Pull every line of the records below into your answer word for word, leaving out the pictures.

==== DATA RECORDS

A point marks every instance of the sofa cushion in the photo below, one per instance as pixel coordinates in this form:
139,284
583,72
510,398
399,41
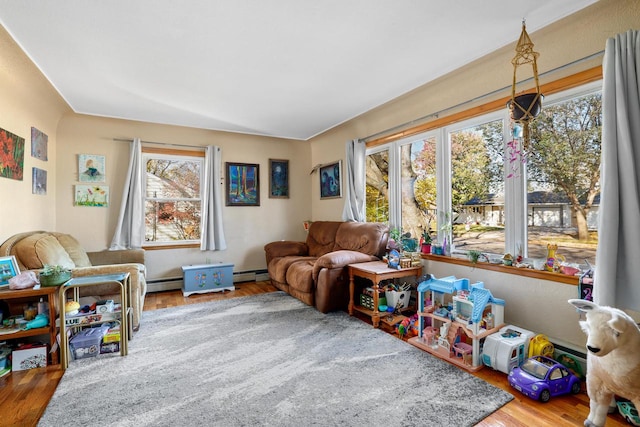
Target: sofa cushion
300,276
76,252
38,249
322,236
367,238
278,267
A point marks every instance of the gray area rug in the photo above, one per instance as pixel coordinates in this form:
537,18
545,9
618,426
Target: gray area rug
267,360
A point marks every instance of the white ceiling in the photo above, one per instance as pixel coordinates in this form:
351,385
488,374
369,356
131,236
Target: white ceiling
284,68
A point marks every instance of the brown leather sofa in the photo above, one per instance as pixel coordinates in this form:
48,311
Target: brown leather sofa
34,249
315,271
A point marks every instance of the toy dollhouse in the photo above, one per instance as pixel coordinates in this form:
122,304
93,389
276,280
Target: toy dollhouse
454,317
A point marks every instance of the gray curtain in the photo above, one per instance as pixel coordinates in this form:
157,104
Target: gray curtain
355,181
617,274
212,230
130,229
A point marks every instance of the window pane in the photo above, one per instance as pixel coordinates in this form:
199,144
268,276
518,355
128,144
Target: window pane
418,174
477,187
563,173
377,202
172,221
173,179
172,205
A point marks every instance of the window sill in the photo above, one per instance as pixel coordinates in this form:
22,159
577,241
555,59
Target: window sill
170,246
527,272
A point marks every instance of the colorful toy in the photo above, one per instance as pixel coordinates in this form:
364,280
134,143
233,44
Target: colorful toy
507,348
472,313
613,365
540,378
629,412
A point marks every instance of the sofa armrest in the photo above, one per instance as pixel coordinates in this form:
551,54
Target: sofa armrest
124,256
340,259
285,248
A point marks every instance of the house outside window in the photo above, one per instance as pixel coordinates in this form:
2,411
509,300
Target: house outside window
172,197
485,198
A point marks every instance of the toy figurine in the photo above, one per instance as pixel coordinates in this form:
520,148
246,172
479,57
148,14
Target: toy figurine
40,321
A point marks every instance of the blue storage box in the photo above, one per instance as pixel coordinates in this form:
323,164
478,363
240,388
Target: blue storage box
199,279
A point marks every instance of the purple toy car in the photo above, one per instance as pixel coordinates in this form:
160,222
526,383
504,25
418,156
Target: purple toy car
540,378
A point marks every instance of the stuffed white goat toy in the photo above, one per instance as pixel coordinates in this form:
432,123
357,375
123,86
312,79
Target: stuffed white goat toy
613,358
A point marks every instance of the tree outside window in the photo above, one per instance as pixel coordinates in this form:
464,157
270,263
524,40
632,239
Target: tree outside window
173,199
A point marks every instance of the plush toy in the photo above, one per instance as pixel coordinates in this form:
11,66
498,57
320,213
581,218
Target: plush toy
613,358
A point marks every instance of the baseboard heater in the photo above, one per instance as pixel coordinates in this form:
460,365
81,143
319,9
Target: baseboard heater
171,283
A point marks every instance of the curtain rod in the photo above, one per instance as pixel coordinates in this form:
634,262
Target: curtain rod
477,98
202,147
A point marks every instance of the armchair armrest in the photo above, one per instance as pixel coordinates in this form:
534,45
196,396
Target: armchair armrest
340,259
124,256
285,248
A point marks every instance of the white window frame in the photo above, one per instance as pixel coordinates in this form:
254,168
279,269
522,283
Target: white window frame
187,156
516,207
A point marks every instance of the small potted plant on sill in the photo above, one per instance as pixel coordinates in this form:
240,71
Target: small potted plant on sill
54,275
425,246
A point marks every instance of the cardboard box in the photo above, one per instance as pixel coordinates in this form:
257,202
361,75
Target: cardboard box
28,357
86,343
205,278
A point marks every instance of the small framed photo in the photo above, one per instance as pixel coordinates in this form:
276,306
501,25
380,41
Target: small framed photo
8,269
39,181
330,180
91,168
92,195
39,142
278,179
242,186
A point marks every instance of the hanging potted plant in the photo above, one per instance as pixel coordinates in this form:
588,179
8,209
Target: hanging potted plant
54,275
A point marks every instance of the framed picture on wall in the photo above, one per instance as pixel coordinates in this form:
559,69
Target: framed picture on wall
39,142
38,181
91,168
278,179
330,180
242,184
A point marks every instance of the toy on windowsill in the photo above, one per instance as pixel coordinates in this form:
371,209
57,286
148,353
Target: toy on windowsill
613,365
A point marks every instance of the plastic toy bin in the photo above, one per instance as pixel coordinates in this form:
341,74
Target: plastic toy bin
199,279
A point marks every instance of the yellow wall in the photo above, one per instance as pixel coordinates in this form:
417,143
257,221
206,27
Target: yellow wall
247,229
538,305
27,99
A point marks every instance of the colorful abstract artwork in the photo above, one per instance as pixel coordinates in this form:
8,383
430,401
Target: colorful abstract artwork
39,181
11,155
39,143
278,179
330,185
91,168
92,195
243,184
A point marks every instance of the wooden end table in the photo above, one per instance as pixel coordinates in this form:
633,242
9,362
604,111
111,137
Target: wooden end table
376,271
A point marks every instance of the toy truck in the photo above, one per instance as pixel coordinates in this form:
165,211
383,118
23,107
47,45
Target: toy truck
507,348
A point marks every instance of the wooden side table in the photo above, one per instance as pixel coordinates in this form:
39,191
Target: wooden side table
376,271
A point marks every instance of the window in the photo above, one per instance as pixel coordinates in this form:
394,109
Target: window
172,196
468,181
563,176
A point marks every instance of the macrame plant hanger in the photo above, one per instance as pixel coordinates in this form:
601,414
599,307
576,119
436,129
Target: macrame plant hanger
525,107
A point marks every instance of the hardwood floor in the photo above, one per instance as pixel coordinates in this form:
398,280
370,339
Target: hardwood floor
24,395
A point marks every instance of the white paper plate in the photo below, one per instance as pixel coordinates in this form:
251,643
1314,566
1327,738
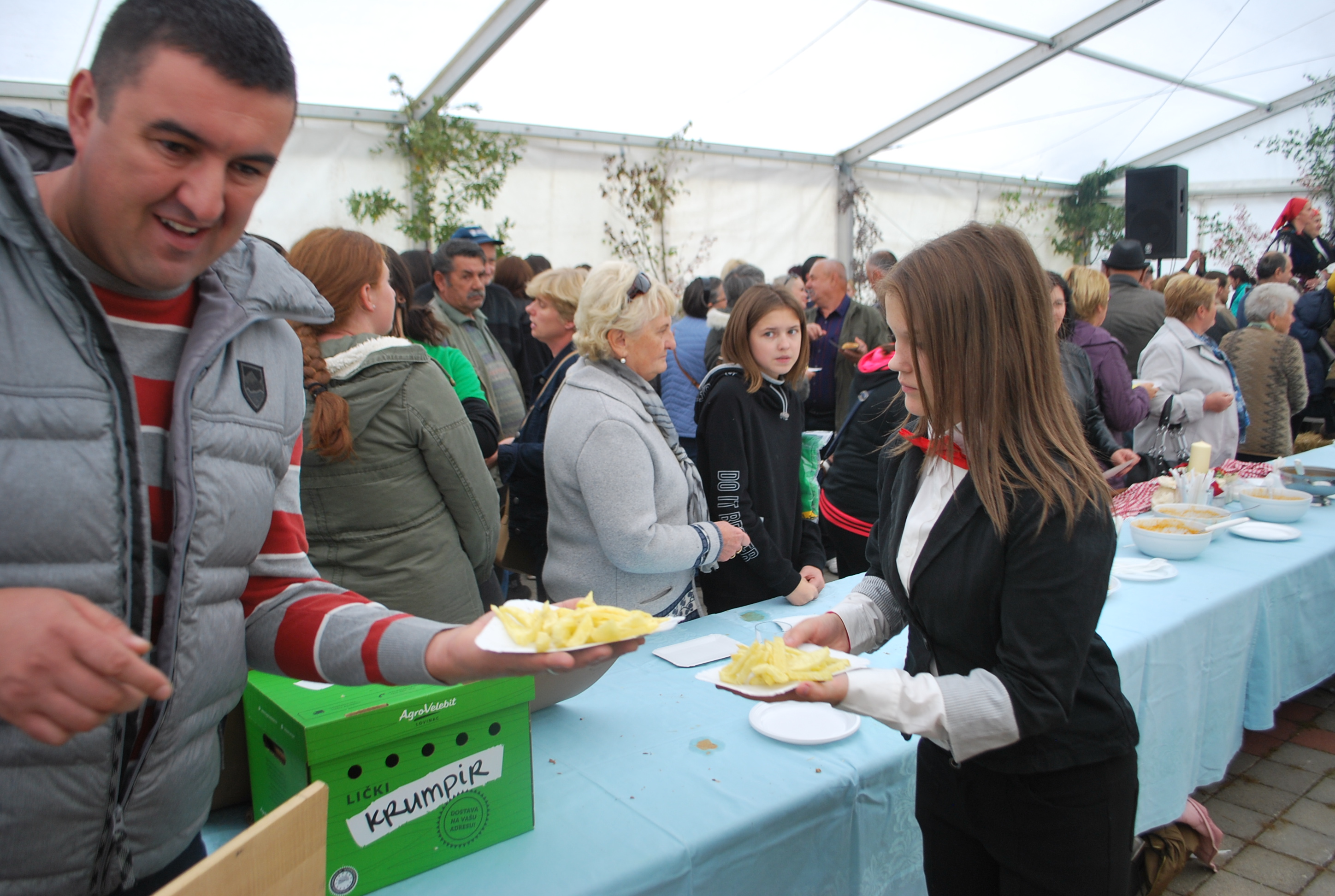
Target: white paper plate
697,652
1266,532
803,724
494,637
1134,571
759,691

========

### WRITTEN RESPONSE:
A point marks every instance of the sofa cushion in the photo below, one per instance as pixel coordinates in this form:
139,284
583,72
510,398
399,41
Target: sofa cushion
300,276
76,252
38,249
322,236
367,238
278,267
A point marks every instance of the gray area rug in the photo above, one per instance as pixel coordinates in this form:
537,18
545,9
618,426
Target: gray area rug
267,360
A point marks every instance of the white ceiling in the photo above, one per instance as pixel coordinates in this form:
351,385
488,374
369,356
131,236
Target: white ceiling
284,68
A point marks every instance of the brown leather sofa in the photo above, one per instance as pixel coordinates in this form:
48,311
Target: brown leather sofa
34,249
315,271
A point marks every instance of the toy dollhouse in the photo above, one per instance as pixel coordinates in this form:
122,304
93,389
276,280
Target: toy dollhouse
454,317
A point marks every instance of the gray curtain in the photo above, one per instance as pixel coordinates in this form:
157,104
Target: gray curtain
355,181
617,274
212,230
130,229
A point marks every instance of the window pane in the photo above, one per instance as pixel coordinates in this form:
199,144
268,276
518,355
128,144
Target: window pane
418,174
477,187
563,173
377,202
172,221
173,179
172,205
A point marks every instance of the window sill in the photo above, one per instance as pixel coordinates in this form:
22,159
577,241
555,59
Target: window sill
170,246
527,272
A point marks every instance of the colorful toy in the photo above, one per instance as pixel coordinates in this form:
364,280
134,143
233,44
Target: colorful toy
507,348
472,313
613,365
540,378
629,412
A point marks every instance of the sofa armrest in the photo above, one per instance as pixel coordinates in this form:
551,54
Target: sofa armrest
124,256
340,259
285,248
A point marks every instance of the house outside window in the photo above, one per instance as pixel coordinates in this form:
2,411
509,300
Target: house outside window
172,197
485,198
A point marks every instance of the toy figurine in the photo above, one per instance as pixel coordinates in this form:
520,148
246,172
479,57
148,14
Target: toy figurine
40,321
A point marks every instance of the blue storage box in the photo above, one per instance as pixel coordinates in this form:
323,164
478,363
240,388
Target: blue storage box
199,279
A point marks every instance of the purple toy car in the photo above, one per instance as pixel coordinates in this form:
160,222
526,383
504,25
418,156
Target: purple toy car
540,378
A point marks every instance of the stuffed white goat toy in the photo above, one per instance as pixel coordinates in this form:
432,123
357,375
123,86
312,79
Target: stuffed white goat toy
613,358
A point marks every instance of the tree outside window in the photo above, one per instance as pixel coordinates in this form:
464,157
270,263
524,40
632,239
Target: tree outside window
173,199
A point marks every instance of the plush toy in the photo above, one per instance as pixel coordinates in this form:
11,66
498,57
320,213
581,218
Target: plush toy
613,358
A point marks every instance of the baseboard heater in the photo above, one per instance as pixel coordinates in this form:
460,365
81,143
319,9
Target: baseboard heater
171,283
A point marks every instance of the curtain rod in the photo above, one per instance as pixel coordinates in this form:
634,262
Target: curtain rod
477,98
202,147
A point marks every instance of the armchair armrest in the photo above, one per instance as pixel coordinates in this form:
534,45
196,396
Target: armchair armrest
340,259
124,256
285,248
A point marks every instance of the white window frame in the photo above, one per instance as pixel coordinates in this form:
254,168
279,269
522,283
Target: white window frame
187,156
516,207
A point marks every instance of the small potted plant on sill in the photo above, one per instance as pixel coordinates in this form:
240,71
Target: small potted plant on sill
54,275
425,246
A point marks every instance of the cardboard box in the photo above, one per instance as pixel coordinates in this form:
257,202
361,75
Target: cardboard box
28,357
86,343
205,278
A point marks every instance of the small framed photo in the photo above, one per instance as pixel coordinates in this form:
276,306
501,25
380,41
Target: small framed photo
8,269
39,181
330,180
91,168
92,195
39,142
278,179
242,186
A point marks every instance of the hanging potted plant in the photo above, one per instance as pixel coordinates in this form:
588,179
8,209
Target: hanging potted plant
54,275
A point marks every instance of the framed picture on wall in the photo above, one per instance as pixel coordinates in this form:
559,69
Target: framed picture on wall
39,142
38,181
91,168
278,179
330,180
242,184
A point marks every instance of the toy on windowsill in the photo above, one per instance as pixel coordinates in this form:
371,209
57,286
148,353
Target: toy on windowsill
613,365
A point marks every instance of the plastic toy bin in the photo above, one per instance as pixel coordinates in this form:
341,74
Target: plastic toy bin
199,279
A point marks every instance of the yellow wall in the photo above, one per instance as pixel coordinates in this form:
417,143
257,221
206,27
Target: yellow wall
247,229
538,305
27,99
A point marks every instance of the colorful abstract artwork in the photo above, one per instance as pixel coordinates in this form:
8,383
430,401
Target: colorful abstract artwork
39,181
11,155
39,143
278,179
330,185
91,168
92,195
243,184
A point marks every instance of the wooden end table in the photo above, one per instance as pixel coordinates in this form:
633,242
9,362
604,111
111,137
Target: wooden end table
376,271
A point marks every instance of the toy truck in the photo above, one per instance as pixel coordinates in this form:
165,211
383,118
23,107
47,45
Target: toy truck
507,348
A point marks every instance of the wooden side table in the photo above, one per instance as pixel coordinates in this form:
39,191
Target: wooden side table
376,271
A point marks every instance of the window in the photo above, one per instance as pixel coordinates in this form:
394,109
Target: window
172,196
468,181
563,176
A point marks every instance of the macrame plant hanger in the photo above, one per instance as pixel coordinates in this form:
601,414
599,307
576,119
436,129
Target: macrame plant hanger
525,107
A point marks every instance of the hardwood floor in the photo above, one per instance as pixel coordinates in this form:
398,280
370,339
Target: hardwood floor
24,395
A point marks every instance of the white paper plate in the photo below, one per instance as pixel coordinates in this form:
251,643
1314,566
1327,738
Target: white paper plate
697,652
1266,532
803,724
494,637
1134,571
759,691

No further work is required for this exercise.